DIRECTIONS –
1. Retype the sample preparation Q&A starting at "Question: What metrics" and ending at "may be useful.".
2. Can you condense the paragraph in the sample preparation Q&A that begins "A high-quality cell suspension" into a bulleted list that keeps its main facts?
3. How would you summarize the sample preparation Q&A in two sentences?

EXCERPT PROVIDED –
----------
Question: What metrics should I be looking at to optimize my sample prep in my pilot experiment?
Answer: When optimizing sample preparation, a pilot experiment comparing two or more conditions may be useful.
At the sample stage:
A high-quality cell suspension has high cell viability (>90% ideally, >70% is acceptable), low cell debris and low cell clumping. A high-quality nuclei suspension has low cell viability (<5%, as nuclei stain dead), low cellular debris, low nuclei clumping, and high-quality nuclear membranes. As you evaluate different conditions, it may be useful to compare the following metrics at the sample QC stage:
- Cell viability
- Cell or nuclei yield
- Debris
- Cell/nuclei clumping
- Nuclei quality, see: What are the best practices for working with nuclei samples for 3' single-cell gene expression?
In the resulting data:
The web summary file and cloupe file can be useful to evaluate and compare data between different conditions. See Interpreting Cell Ranger Web Summary Files for Single Cell Gene Expression Assays for an explanation of different summary metrics. For data comparison across samples, follow the “How to Compare Results from Different Samples” section in Tutorial: Analyze scRNA-Seq Data From a Publication Using 10x Software. The following metrics may be useful for comparison:
- Fraction of reads in cells: Can be used to assess ambient RNA, see: How to interpret the "Fraction Reads in Cells" metric?
----------
(Natural language region descriptions)
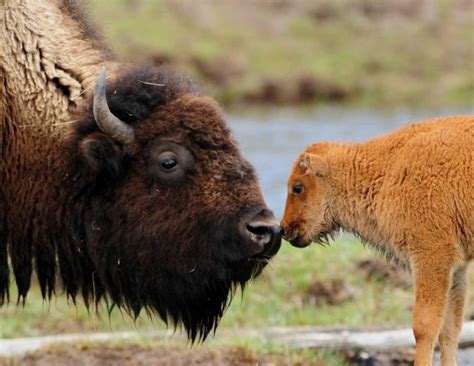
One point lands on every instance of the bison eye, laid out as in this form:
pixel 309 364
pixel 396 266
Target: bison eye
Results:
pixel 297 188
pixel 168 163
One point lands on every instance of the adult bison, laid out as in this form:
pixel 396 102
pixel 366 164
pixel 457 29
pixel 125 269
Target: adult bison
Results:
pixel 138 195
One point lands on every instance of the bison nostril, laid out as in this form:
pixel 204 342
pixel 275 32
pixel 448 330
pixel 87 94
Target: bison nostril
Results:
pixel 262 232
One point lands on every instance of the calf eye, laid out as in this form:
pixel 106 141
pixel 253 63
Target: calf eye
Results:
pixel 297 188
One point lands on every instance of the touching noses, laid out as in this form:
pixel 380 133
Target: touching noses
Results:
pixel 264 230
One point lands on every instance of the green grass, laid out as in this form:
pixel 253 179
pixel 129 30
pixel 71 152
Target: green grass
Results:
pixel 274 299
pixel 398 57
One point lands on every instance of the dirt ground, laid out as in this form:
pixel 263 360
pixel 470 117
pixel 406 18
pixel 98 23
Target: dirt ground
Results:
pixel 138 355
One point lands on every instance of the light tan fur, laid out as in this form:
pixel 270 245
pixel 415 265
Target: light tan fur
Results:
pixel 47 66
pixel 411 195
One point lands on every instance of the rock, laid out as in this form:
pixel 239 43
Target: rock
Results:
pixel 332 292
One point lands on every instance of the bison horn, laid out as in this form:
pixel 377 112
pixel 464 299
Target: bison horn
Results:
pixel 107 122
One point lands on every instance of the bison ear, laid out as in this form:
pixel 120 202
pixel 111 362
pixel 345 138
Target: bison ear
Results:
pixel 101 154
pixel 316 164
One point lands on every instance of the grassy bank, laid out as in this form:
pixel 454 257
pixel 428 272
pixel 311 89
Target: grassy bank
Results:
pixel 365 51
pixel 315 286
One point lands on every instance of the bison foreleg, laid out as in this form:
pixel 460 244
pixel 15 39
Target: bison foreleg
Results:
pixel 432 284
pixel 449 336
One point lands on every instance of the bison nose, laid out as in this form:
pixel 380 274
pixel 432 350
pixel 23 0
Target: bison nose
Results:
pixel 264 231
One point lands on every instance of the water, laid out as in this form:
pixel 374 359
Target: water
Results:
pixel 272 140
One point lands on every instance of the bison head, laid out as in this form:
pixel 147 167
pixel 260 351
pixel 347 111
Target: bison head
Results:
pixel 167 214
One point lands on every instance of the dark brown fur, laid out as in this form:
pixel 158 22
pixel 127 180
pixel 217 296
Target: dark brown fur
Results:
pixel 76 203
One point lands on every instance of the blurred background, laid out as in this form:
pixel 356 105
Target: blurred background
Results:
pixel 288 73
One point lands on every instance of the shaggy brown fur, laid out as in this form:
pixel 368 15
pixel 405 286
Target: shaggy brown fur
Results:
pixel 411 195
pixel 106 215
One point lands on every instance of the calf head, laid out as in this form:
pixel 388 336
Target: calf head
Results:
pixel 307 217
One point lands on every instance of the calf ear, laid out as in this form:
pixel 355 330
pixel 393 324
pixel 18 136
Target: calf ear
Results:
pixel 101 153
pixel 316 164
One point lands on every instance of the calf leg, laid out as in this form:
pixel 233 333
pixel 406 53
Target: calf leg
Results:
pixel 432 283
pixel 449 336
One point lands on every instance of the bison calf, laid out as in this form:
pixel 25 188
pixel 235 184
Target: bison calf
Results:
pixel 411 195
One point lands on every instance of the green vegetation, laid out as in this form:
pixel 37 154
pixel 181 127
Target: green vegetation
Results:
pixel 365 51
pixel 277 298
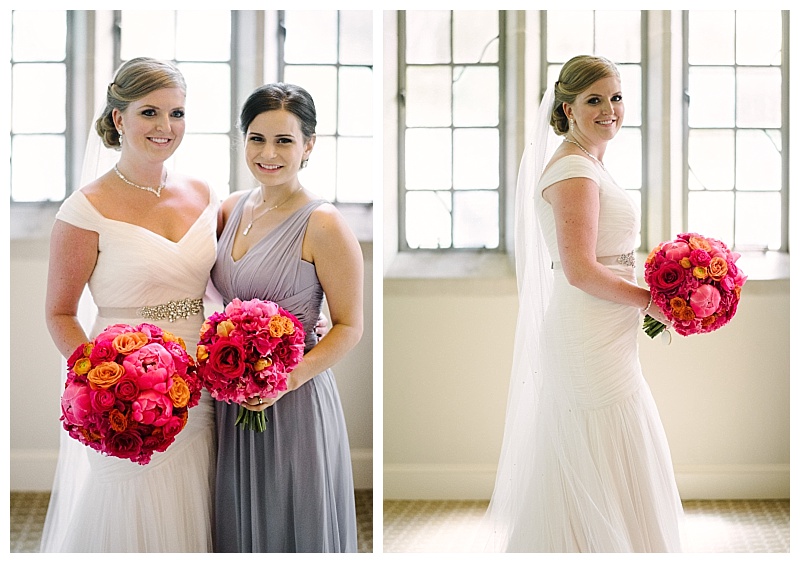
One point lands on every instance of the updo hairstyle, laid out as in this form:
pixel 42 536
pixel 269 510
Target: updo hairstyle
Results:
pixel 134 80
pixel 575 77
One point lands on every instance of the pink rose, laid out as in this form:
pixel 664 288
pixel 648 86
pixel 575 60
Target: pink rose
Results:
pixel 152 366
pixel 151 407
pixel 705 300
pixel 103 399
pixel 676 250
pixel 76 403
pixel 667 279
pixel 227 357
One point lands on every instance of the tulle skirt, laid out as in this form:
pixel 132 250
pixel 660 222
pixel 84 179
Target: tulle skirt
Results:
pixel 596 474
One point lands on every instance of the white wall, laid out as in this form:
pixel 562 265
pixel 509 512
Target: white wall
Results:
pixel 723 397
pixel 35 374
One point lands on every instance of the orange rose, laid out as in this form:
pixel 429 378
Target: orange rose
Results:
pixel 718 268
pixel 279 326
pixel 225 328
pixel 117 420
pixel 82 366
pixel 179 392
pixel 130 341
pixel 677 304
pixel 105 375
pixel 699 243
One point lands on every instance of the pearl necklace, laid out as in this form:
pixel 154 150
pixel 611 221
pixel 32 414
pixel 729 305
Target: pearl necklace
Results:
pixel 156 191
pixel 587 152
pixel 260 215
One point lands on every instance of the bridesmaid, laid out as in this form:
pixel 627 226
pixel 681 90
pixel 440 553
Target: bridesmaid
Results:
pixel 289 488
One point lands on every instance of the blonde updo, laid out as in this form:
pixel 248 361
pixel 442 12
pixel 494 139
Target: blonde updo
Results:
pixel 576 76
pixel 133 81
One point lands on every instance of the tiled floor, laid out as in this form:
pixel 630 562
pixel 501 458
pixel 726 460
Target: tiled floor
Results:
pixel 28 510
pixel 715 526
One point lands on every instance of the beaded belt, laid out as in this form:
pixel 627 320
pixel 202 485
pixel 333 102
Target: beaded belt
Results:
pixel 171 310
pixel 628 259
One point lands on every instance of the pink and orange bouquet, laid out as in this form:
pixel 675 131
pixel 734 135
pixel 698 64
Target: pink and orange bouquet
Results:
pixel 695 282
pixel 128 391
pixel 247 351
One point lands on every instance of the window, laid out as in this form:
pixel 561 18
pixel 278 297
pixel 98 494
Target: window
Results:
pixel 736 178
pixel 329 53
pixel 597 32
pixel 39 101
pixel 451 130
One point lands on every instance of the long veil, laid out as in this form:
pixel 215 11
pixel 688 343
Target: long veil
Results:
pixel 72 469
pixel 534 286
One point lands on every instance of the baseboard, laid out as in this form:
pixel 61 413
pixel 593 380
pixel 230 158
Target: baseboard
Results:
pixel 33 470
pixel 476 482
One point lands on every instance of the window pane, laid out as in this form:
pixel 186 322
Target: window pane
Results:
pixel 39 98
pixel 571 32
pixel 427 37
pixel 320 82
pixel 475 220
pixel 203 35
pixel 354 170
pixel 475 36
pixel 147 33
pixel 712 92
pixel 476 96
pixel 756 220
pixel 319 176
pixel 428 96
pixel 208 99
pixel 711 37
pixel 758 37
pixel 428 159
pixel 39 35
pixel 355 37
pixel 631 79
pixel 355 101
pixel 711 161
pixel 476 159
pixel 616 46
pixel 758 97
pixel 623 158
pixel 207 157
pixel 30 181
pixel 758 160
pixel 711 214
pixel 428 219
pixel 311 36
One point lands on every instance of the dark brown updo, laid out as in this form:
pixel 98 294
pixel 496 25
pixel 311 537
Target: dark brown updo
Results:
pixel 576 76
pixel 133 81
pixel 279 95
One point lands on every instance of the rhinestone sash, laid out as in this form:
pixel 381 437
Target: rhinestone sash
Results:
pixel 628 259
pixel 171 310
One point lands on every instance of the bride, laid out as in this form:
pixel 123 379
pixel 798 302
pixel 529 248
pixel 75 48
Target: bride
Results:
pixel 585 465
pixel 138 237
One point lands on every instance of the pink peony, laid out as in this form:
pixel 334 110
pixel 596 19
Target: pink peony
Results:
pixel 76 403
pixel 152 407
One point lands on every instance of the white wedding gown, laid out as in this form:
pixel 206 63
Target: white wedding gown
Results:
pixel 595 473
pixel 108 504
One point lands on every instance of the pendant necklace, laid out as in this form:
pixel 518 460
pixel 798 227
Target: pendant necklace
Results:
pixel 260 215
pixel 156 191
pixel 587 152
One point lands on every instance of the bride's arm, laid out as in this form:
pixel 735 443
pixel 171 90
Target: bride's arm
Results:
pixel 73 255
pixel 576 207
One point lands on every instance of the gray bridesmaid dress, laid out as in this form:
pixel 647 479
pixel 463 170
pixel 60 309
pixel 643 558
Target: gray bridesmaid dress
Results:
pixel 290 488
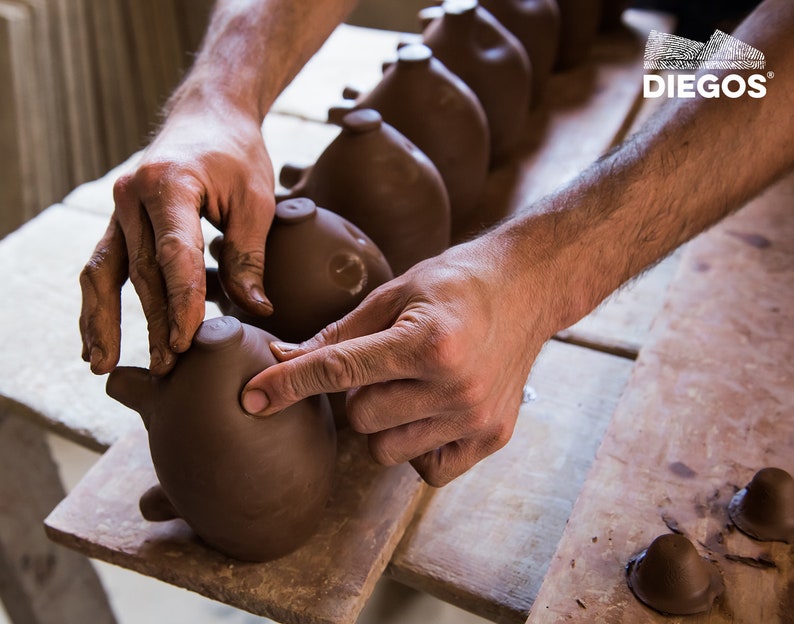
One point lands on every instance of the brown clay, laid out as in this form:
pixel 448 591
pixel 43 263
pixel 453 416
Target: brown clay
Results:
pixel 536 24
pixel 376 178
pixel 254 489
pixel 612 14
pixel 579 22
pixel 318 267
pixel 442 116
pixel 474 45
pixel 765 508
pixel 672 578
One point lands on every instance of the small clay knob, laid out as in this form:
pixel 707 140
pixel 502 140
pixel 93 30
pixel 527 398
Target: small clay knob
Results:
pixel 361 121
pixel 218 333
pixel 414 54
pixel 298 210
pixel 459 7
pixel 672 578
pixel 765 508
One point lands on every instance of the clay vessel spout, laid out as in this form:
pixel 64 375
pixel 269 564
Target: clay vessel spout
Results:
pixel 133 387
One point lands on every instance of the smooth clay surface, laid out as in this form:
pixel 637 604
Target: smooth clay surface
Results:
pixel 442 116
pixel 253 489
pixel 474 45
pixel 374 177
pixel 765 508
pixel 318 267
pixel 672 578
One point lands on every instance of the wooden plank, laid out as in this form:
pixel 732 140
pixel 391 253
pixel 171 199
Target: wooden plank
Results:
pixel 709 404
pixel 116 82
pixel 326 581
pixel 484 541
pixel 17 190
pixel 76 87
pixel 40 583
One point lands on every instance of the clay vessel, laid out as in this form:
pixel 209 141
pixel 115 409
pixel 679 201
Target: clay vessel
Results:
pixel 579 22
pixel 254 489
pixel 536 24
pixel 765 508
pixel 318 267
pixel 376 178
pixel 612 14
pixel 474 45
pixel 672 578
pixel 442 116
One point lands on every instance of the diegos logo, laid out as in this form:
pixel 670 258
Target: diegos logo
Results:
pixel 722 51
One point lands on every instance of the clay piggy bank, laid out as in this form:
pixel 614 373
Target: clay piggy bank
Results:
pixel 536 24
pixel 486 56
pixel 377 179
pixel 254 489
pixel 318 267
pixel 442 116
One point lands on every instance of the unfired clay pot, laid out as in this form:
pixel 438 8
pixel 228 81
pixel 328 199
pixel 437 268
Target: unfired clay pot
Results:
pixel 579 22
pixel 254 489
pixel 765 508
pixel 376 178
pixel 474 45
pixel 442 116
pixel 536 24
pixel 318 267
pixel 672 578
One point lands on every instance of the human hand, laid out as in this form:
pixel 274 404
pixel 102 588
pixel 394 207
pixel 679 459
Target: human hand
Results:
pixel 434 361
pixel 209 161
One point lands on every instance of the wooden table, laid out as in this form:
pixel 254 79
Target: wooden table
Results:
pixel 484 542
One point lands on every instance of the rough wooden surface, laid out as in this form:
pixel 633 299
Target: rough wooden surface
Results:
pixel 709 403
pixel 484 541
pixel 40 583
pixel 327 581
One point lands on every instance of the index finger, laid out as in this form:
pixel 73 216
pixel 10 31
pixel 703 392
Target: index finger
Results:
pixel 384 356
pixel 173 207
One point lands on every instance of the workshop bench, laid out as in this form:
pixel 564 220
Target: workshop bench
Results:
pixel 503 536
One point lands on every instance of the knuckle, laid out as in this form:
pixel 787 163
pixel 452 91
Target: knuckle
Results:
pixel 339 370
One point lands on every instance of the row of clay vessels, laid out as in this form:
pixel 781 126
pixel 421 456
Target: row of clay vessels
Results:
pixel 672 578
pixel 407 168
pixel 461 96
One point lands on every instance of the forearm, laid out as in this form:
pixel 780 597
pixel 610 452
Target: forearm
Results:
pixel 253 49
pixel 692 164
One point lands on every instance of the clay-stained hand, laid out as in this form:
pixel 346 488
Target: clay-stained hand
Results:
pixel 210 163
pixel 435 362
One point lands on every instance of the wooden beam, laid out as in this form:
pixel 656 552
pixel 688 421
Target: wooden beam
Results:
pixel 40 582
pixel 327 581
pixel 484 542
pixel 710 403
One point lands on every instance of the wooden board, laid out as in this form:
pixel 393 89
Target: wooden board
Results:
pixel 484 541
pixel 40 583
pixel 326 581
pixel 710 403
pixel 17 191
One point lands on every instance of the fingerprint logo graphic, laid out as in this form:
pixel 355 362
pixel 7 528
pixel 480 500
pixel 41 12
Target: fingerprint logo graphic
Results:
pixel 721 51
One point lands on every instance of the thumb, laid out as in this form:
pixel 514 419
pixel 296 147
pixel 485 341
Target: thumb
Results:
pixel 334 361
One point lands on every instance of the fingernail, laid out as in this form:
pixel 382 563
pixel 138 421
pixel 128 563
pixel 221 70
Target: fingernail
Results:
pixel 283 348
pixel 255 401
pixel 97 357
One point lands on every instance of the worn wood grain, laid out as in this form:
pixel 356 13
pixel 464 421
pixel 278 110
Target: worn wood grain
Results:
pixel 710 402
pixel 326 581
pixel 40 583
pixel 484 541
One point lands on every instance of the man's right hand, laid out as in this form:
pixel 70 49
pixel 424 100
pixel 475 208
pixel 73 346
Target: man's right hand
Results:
----------
ANSWERS TO THE EXERCISE –
1.
Question: What metrics should I be looking at to optimize my sample prep in my pilot experiment?
Answer: When optimizing sample preparation, a pilot experiment comparing two or more conditions may be useful.

2.
- High-quality cell suspension: high cell viability (>90% ideally, >70% acceptable), low cell debris, low cell clumping.
- High-quality nuclei suspension: low cell viability (<5%, since nuclei stain dead), low cellular debris, low nuclei clumping, high-quality nuclear membranes.
- When evaluating different conditions, comparing metrics at the sample QC stage may be useful.

3. A pilot experiment comparing two or more conditions may be useful for optimizing sample preparation, with metrics such as cell viability, cell or nuclei yield, debris, clumping, and nuclei quality compared at the sample QC stage. In the resulting data, the web summary file and cloupe file can help evaluate and compare conditions, and the fraction of reads in cells can be used to assess ambient RNA.